# Temp to Kill Trichinellosis



## drno (May 21, 2021)

I'm a little confused as to the guidance to kill Trichinellosis.  The CDC, and many people on the internet, cite 160F.  For me, the confusion arises because on the CDC page,  https://www.cdc.gov/parasites/trichinellosis/hunters.html  it says 160F but also references a "Meat Preparation (USDA)" link, which is broken.  But if you go find the FSIS (Food Safety & Inspection Service) USDA paper on Trichinellosis, they have a range of temps










			https://www.fsis.usda.gov/sites/default/files/import/Trichinella-Compliance-Guide-03162016.pdf
		


I'm inclined to believe that anything above 144 would kill Trichinella.  Normally, I make deer sausage and aim for 154F, I'm not sure why that wouldn't be applicable with bear/boar.  Any one have any insight into this temperature discrepancy?

Thanks
Nick


----------



## indaswamp (May 21, 2021)

136*F for 12 minutes will kill trich.....


----------



## apn73 (May 21, 2021)

According to my handy amazingribs.com meat temerature guid, fresh ground meats to hit 160.  For a solid piece of pork/ham, they're saying 135-145.  USDA recommended minimum with solid pork is 145.  You know that the USDA is always going to be conservative, so I would think that would kill it.


----------



## indaswamp (May 21, 2021)

The chart is a pasteurization chart. lower temp, held for a longer period of time will kill. 

Pasteurization is why Sous Vide cooking is safe...


----------



## indaswamp (May 21, 2021)

Side note-
In the U.S. Commercial Salami producers use sous vide @123*F to pasteurize salami for sale. It's much easier than alternative safety procedures.


----------



## Wurstmeister (May 21, 2021)

From reading the information on the USDA site below, and apn73 posted, 145Fwith a 3 minute rest/wait period is accepted as "safe."  Personally, I would stay with 155-165F like the "old pork" level for roasting/smoking.   So it becomes a matter of personal preference on temp and cooking process. The  sous vide info indaswamp provided, IMO, ensures a more accurate internal temperature to clear out the little nasties that might be present.

**What the exercise asks:**
Answer from the trichinellosis thread:
1. What temperature does the first poster aim for when making deer sausage?
2. For how long does indaswamp say meat must be held at 136°F to kill trich?
3. At what temperature do commercial salami producers in the U.S. use sous vide to pasteurize salami?
The data after this point are separate material with no connection to the trichinellosis thread.

**Excerpted records:**
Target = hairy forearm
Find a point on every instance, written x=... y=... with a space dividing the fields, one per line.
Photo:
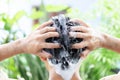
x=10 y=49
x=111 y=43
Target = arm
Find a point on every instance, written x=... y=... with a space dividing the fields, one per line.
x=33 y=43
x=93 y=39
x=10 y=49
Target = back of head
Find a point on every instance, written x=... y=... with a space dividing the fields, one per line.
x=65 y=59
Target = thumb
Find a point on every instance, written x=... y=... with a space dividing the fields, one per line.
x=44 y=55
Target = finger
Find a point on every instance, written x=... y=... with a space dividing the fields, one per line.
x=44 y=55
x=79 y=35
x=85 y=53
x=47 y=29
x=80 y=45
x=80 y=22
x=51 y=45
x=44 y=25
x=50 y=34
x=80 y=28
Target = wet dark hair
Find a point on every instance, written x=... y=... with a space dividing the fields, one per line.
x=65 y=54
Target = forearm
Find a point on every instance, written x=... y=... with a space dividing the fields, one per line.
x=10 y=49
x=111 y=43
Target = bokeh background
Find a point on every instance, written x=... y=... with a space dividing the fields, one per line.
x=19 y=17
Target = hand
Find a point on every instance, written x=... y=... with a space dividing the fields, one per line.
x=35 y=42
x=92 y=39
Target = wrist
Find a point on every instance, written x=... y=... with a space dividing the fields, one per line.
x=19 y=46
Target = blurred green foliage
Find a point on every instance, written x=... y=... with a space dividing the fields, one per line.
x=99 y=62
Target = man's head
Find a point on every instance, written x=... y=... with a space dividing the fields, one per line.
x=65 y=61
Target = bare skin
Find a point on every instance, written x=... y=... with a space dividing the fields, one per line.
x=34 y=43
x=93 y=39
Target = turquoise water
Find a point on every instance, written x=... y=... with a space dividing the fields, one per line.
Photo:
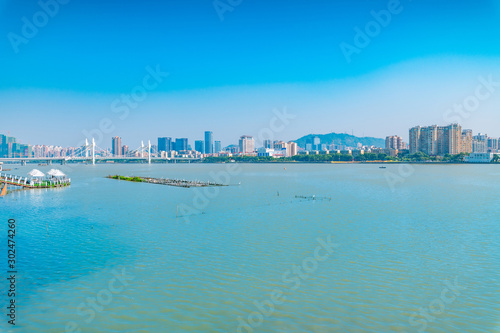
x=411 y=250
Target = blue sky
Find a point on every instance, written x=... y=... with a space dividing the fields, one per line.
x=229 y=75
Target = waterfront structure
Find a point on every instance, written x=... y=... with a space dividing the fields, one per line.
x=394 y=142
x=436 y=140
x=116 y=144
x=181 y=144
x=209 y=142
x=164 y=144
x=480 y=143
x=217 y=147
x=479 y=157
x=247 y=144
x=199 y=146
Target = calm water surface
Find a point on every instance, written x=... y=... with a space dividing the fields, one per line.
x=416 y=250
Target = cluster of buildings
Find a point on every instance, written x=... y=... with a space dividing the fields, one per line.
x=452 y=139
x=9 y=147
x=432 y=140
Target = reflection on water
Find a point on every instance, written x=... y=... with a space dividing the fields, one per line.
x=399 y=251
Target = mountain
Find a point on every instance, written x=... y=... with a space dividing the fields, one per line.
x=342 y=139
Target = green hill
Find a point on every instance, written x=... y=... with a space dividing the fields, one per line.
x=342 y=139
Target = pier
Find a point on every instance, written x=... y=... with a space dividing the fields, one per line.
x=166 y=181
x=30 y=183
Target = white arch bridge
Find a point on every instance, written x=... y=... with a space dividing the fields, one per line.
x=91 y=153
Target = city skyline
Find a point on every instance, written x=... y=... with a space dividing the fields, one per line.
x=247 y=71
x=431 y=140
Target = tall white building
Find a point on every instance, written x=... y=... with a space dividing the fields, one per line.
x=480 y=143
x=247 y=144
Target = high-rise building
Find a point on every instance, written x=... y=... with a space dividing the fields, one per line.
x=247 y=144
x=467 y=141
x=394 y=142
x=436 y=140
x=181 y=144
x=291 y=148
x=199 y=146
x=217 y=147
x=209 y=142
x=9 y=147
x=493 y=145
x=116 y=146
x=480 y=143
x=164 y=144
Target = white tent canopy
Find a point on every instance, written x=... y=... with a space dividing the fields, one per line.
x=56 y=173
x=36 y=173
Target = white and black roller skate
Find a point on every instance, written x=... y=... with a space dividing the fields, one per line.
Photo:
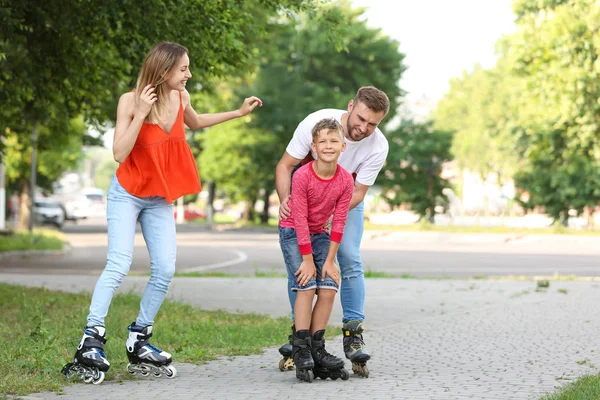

**Task solution:**
1. 154°F
2. 12 minutes
3. 123°F